* Data listing *
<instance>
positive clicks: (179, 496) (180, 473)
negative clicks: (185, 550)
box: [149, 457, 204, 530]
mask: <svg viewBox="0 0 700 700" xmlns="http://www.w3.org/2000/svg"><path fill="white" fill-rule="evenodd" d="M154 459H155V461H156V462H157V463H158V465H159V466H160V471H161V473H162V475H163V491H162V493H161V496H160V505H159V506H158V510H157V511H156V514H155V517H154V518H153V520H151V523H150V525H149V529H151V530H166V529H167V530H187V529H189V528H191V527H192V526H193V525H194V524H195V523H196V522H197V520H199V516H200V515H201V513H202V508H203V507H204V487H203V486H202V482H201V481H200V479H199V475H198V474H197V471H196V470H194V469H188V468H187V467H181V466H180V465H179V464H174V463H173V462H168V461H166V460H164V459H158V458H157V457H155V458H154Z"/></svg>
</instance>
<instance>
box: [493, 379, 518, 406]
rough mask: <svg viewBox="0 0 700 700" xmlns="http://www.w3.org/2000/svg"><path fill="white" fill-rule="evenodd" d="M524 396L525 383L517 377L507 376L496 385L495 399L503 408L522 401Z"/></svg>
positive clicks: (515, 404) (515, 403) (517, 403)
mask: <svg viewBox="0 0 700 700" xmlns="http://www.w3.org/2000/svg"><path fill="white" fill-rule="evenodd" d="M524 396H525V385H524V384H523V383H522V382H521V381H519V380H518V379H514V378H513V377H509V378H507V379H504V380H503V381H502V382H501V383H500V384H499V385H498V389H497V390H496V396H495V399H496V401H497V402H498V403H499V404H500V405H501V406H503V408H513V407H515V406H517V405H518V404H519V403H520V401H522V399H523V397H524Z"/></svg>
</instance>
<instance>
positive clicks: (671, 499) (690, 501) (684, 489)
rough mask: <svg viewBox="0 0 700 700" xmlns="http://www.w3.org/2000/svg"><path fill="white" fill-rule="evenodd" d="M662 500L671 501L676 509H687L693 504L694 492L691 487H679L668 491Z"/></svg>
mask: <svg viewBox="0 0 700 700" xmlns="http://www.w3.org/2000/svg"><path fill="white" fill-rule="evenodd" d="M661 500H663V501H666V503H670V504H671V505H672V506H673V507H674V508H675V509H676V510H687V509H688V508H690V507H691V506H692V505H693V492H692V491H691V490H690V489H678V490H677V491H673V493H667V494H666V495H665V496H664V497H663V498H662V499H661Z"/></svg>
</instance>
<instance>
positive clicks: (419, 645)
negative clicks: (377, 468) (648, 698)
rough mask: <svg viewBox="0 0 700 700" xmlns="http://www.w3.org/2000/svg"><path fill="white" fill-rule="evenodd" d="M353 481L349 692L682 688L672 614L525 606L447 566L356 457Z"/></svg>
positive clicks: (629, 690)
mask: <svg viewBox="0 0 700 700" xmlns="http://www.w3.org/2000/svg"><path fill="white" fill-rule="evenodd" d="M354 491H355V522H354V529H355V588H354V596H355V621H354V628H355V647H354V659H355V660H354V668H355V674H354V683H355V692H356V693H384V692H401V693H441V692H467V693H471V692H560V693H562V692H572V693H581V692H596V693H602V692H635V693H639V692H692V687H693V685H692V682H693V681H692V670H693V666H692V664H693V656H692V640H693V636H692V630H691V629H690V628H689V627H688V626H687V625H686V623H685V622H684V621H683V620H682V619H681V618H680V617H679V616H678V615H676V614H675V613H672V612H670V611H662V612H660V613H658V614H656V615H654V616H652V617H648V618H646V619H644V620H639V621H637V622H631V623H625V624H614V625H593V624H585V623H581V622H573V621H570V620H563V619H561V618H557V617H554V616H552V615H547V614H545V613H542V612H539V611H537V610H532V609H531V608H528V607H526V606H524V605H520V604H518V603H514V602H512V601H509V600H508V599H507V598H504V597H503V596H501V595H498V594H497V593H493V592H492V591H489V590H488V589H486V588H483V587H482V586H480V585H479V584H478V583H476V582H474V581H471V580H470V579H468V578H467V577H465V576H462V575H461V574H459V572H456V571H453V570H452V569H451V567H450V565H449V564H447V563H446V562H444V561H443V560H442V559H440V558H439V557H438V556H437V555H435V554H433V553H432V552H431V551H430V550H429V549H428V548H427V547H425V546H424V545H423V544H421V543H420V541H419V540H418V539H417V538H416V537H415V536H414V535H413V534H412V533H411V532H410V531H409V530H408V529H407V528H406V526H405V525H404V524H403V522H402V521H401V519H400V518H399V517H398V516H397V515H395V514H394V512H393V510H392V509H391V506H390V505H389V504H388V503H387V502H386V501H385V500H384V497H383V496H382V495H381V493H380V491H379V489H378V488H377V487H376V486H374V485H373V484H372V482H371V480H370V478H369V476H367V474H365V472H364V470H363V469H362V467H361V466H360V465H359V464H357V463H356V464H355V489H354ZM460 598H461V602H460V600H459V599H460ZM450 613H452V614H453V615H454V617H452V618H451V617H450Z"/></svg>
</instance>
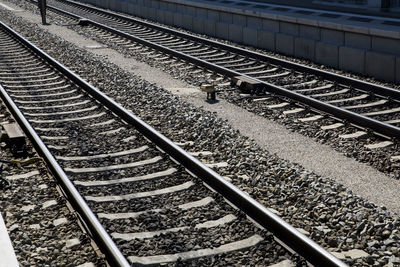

* Requirement *
Scan the lines above, and whenever one holds the string "negative", copy it.

* Answer to this exercise *
negative clicks: (185, 550)
negative clicks: (377, 468) (648, 698)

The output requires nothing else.